→ O QUE FAZER:
**A)** Diga se cada uma das afirmações seguintes está de acordo com o texto sobre a Gâmbia, respondendo sim ou não e citando literalmente as palavras do texto que o decidem. (i) Barrow viveu em Londres no início dos anos 2000. (ii) A Gâmbia dispõe de grandes recursos naturais. (iii) Barrow comprometeu-se a deixar o poder dentro de cinco anos.
**B)** Por favor, transcreva palavra por palavra o trecho do texto sobre a Gâmbia que começa em "O próprio Barrow, de" e termina em "a rotatividade democrática.".

→ TEXTO FORNECIDO:

Melhorar a economia foi uma das promessas de Barrow, que conseguiu unir a oposição pela primeira vez desde que Jammeh chegara ao poder. Sem grandes recursos naturais e com um setor agrícola pouco desenvolvido, a Gâmbia depende não só do turismo, mas também das remessas enviadas pelos seus emigrantes. Numa economia com um dos piores crescimentos de África, muitos gambianos acabam por deixar o país e partir à procura de uma vida melhor na Europa.

O próprio Barrow, de 51 anos, viveu em Londres no início dos anos 2000, onde tirou um curso na área do imobiliário enquanto trabalhava como segurança numa loja Argos. Agora, o futuro presidente promete pôr fim às violações dos direitos humanos, além de se ter comprometido a deixar o poder dentro de três anos para garantir a rotatividade democrática.

São várias as decisões do antecessor que Barrow promete reverter. Da saída da Gâmbia do Tribunal Penal Internacional à declaração do país como uma república islâmica. "Ele quer que a Gâmbia continue um Estado secular que respeita os direitos de todas as pessoas", explicou à Reuters Karamba Touray, porta-voz do Partido Democrático Unificado (UDP, na sigla em inglês). Com mais de 95% de muçulmanos, o país tem também uma pequena comunidade cristã.

[Excerto do conjunto de dados]
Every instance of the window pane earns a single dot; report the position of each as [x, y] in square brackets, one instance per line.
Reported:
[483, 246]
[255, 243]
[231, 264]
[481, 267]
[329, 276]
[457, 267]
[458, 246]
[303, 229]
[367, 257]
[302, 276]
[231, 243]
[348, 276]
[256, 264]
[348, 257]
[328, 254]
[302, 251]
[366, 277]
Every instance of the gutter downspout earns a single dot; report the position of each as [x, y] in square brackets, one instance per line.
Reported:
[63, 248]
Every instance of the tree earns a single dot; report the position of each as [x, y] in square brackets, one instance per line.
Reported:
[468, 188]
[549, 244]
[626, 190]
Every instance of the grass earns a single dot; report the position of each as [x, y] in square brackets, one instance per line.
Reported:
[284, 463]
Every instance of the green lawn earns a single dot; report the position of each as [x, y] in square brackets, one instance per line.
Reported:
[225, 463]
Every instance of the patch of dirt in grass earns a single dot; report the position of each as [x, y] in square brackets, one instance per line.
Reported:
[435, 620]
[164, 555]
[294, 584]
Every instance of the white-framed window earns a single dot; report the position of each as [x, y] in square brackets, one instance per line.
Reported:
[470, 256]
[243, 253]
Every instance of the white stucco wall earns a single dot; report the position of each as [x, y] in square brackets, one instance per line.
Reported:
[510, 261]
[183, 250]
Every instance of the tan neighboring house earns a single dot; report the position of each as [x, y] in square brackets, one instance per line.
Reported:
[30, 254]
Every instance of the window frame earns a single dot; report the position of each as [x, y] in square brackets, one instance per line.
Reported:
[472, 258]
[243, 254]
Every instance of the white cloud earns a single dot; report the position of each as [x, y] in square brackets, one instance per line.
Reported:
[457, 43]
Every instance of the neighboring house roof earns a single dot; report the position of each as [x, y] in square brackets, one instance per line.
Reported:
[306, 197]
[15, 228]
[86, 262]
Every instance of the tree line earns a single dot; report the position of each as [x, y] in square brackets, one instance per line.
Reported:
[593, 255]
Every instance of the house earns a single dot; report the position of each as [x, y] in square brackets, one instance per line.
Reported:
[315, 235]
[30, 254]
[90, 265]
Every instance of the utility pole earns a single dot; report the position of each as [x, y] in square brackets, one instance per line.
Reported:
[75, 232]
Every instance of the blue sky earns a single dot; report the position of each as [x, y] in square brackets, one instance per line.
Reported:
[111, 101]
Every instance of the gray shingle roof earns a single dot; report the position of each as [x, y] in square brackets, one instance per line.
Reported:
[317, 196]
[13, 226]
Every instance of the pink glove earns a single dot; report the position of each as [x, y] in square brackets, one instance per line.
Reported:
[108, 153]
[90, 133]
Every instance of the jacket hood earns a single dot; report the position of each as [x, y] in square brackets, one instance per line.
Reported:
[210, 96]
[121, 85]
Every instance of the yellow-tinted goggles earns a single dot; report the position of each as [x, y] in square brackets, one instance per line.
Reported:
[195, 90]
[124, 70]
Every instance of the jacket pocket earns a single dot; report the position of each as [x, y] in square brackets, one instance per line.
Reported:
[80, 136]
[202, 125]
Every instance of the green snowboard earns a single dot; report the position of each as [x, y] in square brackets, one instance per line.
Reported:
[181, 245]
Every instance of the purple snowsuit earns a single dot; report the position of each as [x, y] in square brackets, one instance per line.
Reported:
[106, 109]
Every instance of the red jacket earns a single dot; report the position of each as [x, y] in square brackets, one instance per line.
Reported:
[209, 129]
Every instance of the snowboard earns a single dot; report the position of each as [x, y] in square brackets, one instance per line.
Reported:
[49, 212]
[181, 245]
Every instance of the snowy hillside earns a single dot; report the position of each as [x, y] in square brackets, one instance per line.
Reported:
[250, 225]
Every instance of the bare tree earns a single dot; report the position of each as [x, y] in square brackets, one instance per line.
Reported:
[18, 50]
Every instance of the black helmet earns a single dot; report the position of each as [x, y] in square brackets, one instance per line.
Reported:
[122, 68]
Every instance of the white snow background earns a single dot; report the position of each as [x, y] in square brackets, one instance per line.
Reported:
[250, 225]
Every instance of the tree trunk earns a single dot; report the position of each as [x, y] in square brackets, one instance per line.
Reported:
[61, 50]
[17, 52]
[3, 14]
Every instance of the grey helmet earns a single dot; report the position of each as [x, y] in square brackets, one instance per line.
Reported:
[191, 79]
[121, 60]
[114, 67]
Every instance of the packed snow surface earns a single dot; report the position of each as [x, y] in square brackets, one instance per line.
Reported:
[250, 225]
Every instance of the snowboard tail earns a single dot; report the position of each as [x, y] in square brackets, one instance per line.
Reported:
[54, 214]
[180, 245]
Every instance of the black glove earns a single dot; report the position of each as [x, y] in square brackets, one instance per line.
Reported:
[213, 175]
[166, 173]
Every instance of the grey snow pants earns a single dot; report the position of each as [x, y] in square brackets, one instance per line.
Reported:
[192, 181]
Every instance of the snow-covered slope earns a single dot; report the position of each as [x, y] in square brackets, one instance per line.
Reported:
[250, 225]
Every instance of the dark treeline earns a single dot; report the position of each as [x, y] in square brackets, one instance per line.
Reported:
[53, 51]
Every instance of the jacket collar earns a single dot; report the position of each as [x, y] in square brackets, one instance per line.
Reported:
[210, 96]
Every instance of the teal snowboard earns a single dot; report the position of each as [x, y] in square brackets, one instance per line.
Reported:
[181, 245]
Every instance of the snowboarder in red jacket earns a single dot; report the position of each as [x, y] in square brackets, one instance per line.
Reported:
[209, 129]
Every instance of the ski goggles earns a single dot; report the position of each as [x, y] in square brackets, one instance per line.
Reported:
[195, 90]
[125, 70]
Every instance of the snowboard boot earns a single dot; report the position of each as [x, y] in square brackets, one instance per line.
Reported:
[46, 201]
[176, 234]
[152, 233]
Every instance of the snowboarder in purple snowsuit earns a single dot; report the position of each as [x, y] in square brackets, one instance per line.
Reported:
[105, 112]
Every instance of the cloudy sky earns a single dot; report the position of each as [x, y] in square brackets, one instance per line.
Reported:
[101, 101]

→ RESULTADOS DO EXERCÍCIO:
**A)**
(i) Sim: "O próprio Barrow, de 51 anos, viveu em Londres no início dos anos 2000".
(ii) Não: "Sem grandes recursos naturais".
(iii) Não: "deixar o poder dentro de três anos".

**B)**
O próprio Barrow, de 51 anos, viveu em Londres no início dos anos 2000, onde tirou um curso na área do imobiliário enquanto trabalhava como segurança numa loja Argos. Agora, o futuro presidente promete pôr fim às violações dos direitos humanos, além de se ter comprometido a deixar o poder dentro de três anos para garantir a rotatividade democrática.